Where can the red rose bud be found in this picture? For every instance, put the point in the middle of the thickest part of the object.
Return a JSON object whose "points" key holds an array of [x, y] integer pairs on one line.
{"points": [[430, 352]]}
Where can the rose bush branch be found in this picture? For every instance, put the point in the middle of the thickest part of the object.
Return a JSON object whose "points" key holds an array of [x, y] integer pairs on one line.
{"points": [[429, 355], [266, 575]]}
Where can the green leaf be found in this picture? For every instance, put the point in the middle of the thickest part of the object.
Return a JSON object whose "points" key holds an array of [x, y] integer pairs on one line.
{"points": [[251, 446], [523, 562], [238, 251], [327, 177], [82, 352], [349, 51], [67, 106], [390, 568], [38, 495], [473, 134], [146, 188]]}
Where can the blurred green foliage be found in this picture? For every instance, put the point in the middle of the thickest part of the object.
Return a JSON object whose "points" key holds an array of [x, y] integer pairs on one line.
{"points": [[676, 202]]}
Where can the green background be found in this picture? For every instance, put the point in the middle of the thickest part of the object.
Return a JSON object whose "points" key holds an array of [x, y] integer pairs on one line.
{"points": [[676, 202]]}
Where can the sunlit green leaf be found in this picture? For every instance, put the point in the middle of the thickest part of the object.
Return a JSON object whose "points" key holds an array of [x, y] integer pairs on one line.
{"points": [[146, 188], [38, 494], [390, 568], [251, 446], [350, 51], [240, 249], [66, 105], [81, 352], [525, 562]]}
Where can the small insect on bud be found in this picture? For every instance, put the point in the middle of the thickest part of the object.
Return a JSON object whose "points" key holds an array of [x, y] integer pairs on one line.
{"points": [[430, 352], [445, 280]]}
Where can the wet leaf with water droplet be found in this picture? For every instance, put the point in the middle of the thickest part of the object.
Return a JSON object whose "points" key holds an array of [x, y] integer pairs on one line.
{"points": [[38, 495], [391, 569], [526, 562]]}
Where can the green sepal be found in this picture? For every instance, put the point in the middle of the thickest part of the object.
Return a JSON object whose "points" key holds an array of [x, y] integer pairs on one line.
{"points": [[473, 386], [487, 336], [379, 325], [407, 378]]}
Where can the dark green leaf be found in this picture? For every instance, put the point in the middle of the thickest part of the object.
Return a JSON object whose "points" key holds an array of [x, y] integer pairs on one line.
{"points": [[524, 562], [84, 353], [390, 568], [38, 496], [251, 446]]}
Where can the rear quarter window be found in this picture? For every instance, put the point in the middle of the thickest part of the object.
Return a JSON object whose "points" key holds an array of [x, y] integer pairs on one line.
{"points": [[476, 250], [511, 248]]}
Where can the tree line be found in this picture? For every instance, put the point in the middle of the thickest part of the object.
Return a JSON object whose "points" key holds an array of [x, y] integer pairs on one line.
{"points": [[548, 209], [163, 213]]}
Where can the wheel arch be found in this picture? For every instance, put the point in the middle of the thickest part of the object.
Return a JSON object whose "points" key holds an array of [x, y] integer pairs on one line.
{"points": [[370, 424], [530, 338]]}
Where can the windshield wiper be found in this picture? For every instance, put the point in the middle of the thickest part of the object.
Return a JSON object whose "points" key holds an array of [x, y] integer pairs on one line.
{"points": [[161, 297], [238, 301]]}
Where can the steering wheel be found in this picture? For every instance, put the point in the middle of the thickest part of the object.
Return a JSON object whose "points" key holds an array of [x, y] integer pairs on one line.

■ ■ ■ ■

• [Directions for this task]: Exactly as shown, repeat every record.

• [Completed task]:
Where can the red rose bud be found in this picture? For every instance, put the point in the middle of the thickest part of the object.
Return a JSON object whose "points" key holds an array of [x, y] integer pairs on one line.
{"points": [[430, 352]]}
Where can the rose bush branch be found in this picture? For every instance, put the point in the middle of the thickest part of the object.
Return a JSON object whose "points" key holds an array of [x, y] integer pairs on one line.
{"points": [[429, 355], [266, 575]]}
Where can the green leaf be found in this picture? For every instance, put the point in the middle of the thickest part of the object.
Return a JSON object whose "points" key holds an array of [x, y] integer pairs on one line.
{"points": [[251, 446], [523, 562], [238, 251], [327, 177], [82, 352], [349, 51], [67, 106], [390, 568], [38, 495], [473, 134], [146, 188]]}
Where can the blurred green foliage be found in this picture? For every instance, put the point in the middle of the thickest part of the object.
Return a JSON object whose "points" key holds an array of [x, y] integer pairs on one line.
{"points": [[676, 202]]}
Where can the green background be found in this picture? For every instance, put the point in the middle of the thickest part of the object.
Return a JSON object whose "points" key holds an array of [x, y] integer pairs on one line.
{"points": [[676, 202]]}
Where can the sunlit green leaf be found in this picture? For every instance, put the point in the middle of the thickest part of the object.
Return a JSON object whose "points" key holds an array of [x, y] integer pairs on one line.
{"points": [[146, 188], [38, 494], [390, 568], [251, 446], [350, 51], [240, 249], [66, 105], [81, 352], [525, 562]]}
Where can the small insect on bud be found in this picture? For every instance, put the point in the middle of the thickest part of the object.
Return a JSON object whose "points" key holds an array of [x, y] integer pairs on one line.
{"points": [[430, 352], [445, 280]]}
Where can the wet leaf with water droplet be found in this picture? For every instance, put the point in the middle of the thickest part of the object.
Return a JSON object whose "points" key holds an array of [x, y] integer pairs on one line.
{"points": [[38, 495], [391, 569], [526, 562]]}
Where can the green sepal be found in this picture? For every instance, put the point in the middle of the thickest part of the object.
Return a JSON object whose "points" key holds an array of [x, y] integer pairs on one line.
{"points": [[473, 386], [487, 336], [379, 325], [407, 378]]}
Where can the dark green leaf be found in this picture? For every instance, put the point in the middle of the thickest part of the object.
Return a JSON object whose "points" key holds an array of [x, y] integer pairs on one line.
{"points": [[524, 562], [84, 353], [390, 568], [38, 496], [251, 446]]}
Where can the rear quarter window be found in this picture? For every instance, put the point in the middle of the thickest part of the object.
Return a JSON object whose "points" key holds an array of [x, y] integer pairs on one line.
{"points": [[476, 250], [511, 248]]}
Where can the tree line be found in this picture? For every instance, put the point in the middle of the thickest part of the object.
Return a JSON object whose "points" key holds an array of [x, y] integer pairs on one line.
{"points": [[548, 209], [163, 213]]}
Where can the wheel arch be found in this picture? For every instance, put the point in the middle of the thickest part of the object.
Return a JSON object whose "points" key holds an array of [x, y] integer pairs on one line.
{"points": [[370, 424], [530, 338]]}
Where can the windshield wiper be found in this picture? For every instance, put the point in the middle of the thickest part of the object.
Return a JSON object whose "points" key holds an array of [x, y] integer pairs on one line.
{"points": [[161, 297], [238, 301]]}
Where can the steering wheel be found in this picture? For every instance, put the point in the middle of the thickest part of the object.
Return a JSON object whose "points" key holds an array of [x, y] integer pairs on one line.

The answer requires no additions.